■ Instructions for the task ■
Rewrite the Ford ad article from "Doug is a dramatic" to "dot com bubble.)", swapping "desert" for "prairie".
== Passage
It's been a long time since anyone pointed to Ford (F) as an example of an innovative marketing. But the company may just have struck gold with Doug, a facetious orange puppet that is the new spokesperson for the Focus. Written and directed by writers from The Office and The Simpsons, the Doug campaign is genuinely funny.

Whether Doug will sell cars is another matter, but it's instantly obvious that he could take on a life of his own in much the same way that Procter & Gamble (PG)'s Old Spice Guy did. A description doesn't really do Doug justice, so here's Ford's launch video:


Doug is a dramatic departure for Ford, compared with its previous advertising (from ad agency Team Detroit, a unit of WPP) which might politely be described as typical of the genre: Cars driving across the desert, blah blah blah. Ford's marketing bosses, unused to stepping out of their creative comfort zones, will probably be chewing their fingernails to the quick over whether Doug will succeed or blow up in their faces, like the Pets.com sock puppet. (On Madison Avenue, that ad icon is now shorthand for the excess of the late 1990s dot com bubble.)

Doug comes with an alarmingly well-developed backstory, in which he was spotted on obscure local TV news video foiling a deli robbery, giving CPR to a stricken bus passenger, and saving a choking victim in a restaurant. The March 8 robbery video -- which doesn't mention Ford at all -- was "liked" by Scott Monty, social media chief at Ford on March 14.

Ford then "hired" Doug as its spokesperson, which is turning out to be a mixed blessing. He hits on every woman in sight. And he's completely unfiltered: informed that the new Focus has "double French stitched leather seats," Doug responds:

How many times have I found myself sitting on single French stitch seats and said I might as well be at the town dump sitting on garbage cans?
====
== Record extracts
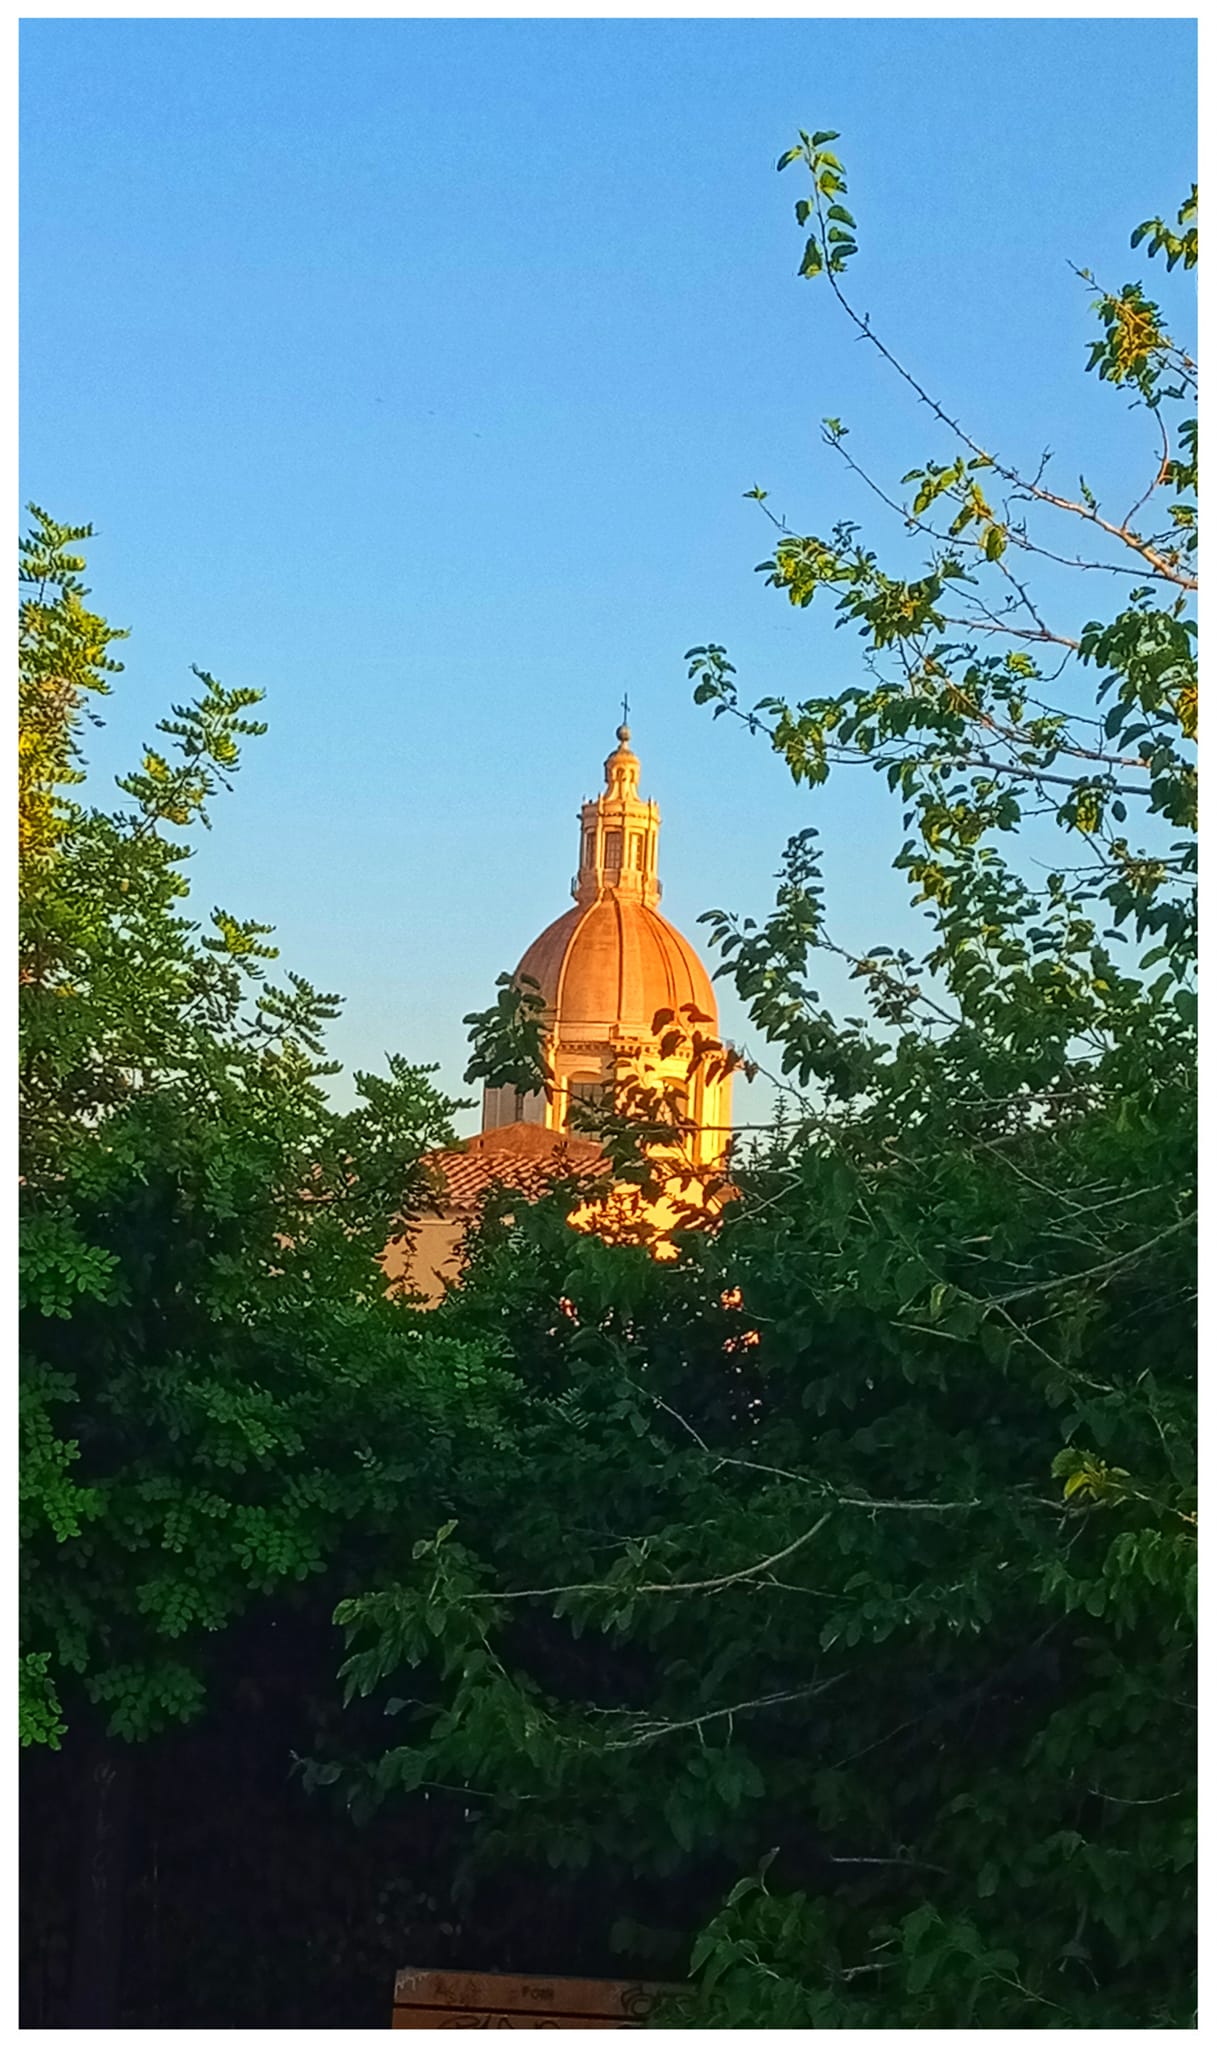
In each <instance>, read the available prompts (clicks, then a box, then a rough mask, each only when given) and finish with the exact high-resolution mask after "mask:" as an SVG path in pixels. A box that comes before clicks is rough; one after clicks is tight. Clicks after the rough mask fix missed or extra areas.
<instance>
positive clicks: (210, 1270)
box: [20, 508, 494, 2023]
====
== Record extracts
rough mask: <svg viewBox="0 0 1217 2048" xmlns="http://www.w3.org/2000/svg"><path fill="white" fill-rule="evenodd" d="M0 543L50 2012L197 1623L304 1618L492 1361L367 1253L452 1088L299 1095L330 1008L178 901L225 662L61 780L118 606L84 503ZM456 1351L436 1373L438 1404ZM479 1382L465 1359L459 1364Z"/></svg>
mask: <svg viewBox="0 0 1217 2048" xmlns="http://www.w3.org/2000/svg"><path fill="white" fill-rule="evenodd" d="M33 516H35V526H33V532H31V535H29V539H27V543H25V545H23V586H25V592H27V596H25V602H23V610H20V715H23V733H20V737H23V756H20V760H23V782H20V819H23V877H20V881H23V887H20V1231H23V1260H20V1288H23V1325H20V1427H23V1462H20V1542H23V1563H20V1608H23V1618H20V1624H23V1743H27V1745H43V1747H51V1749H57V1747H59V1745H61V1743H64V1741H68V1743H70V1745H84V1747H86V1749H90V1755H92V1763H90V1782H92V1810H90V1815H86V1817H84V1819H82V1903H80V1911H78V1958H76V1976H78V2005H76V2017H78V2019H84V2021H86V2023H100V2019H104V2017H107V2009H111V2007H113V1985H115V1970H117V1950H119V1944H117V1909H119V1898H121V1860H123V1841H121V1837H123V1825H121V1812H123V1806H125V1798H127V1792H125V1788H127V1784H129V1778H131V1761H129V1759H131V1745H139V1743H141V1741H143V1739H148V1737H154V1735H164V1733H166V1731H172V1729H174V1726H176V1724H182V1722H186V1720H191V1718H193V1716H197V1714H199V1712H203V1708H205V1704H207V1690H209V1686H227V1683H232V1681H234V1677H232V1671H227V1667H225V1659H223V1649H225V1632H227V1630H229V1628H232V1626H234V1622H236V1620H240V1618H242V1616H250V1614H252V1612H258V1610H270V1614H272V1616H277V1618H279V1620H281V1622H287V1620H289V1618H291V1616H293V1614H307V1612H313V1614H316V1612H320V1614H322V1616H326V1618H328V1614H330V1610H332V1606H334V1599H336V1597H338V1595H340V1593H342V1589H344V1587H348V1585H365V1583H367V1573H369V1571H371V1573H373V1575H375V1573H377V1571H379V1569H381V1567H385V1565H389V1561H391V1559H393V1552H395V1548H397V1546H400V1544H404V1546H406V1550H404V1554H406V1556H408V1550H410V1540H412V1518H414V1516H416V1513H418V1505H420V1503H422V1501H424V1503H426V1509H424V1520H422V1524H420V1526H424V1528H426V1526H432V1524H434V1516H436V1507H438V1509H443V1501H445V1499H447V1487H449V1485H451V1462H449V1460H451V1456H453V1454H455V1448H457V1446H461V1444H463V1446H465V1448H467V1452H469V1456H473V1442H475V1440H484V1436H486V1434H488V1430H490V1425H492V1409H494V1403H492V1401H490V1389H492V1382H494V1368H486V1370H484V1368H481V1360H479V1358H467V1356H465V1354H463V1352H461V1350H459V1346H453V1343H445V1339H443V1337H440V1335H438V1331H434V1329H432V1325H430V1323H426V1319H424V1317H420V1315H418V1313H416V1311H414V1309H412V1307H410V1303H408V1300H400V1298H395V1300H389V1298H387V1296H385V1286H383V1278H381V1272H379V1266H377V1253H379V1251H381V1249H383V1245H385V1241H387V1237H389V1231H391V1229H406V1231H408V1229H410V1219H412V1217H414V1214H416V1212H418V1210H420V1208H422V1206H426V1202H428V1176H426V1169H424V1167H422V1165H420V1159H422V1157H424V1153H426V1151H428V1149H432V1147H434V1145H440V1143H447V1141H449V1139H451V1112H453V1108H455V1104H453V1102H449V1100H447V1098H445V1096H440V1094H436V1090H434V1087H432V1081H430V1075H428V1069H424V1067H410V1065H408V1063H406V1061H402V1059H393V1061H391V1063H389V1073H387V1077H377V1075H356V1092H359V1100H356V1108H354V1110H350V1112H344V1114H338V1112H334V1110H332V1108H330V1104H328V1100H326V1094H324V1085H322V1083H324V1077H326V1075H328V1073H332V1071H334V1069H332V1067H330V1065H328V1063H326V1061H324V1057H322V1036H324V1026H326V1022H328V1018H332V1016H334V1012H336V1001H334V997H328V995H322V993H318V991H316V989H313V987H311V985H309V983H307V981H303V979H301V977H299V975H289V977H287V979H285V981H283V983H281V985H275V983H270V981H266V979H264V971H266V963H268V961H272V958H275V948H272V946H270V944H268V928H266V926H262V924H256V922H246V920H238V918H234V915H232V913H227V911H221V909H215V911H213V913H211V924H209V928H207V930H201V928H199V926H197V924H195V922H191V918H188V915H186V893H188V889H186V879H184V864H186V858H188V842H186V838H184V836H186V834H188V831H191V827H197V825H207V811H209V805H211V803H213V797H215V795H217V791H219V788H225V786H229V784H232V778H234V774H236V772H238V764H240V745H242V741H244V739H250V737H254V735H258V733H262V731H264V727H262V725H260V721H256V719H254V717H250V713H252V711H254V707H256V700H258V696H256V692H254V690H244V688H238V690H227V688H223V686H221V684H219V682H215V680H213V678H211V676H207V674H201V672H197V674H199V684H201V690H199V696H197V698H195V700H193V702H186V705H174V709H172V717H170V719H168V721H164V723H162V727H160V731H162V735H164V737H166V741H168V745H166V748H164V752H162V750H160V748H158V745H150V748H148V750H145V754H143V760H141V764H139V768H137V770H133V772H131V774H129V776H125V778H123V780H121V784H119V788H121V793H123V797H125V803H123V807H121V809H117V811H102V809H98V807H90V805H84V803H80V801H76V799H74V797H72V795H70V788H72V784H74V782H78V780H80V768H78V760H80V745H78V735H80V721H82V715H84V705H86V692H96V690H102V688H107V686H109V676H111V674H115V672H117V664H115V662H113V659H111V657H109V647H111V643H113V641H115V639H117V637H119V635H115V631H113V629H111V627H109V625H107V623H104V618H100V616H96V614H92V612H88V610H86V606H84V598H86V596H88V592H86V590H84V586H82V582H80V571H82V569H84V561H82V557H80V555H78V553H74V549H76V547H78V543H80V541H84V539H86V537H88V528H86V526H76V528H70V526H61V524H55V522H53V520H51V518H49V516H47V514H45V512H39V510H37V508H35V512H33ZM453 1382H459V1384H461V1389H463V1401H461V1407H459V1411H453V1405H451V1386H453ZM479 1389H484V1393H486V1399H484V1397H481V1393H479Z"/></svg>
====
■ Output for this exercise ■
Doug is a dramatic departure for Ford, compared with its previous advertising (from ad agency Team Detroit, a unit of WPP) which might politely be described as typical of the genre: Cars driving across the prairie, blah blah blah. Ford's marketing bosses, unused to stepping out of their creative comfort zones, will probably be chewing their fingernails to the quick over whether Doug will succeed or blow up in their faces, like the Pets.com sock puppet. (On Madison Avenue, that ad icon is now shorthand for the excess of the late 1990s dot com bubble.)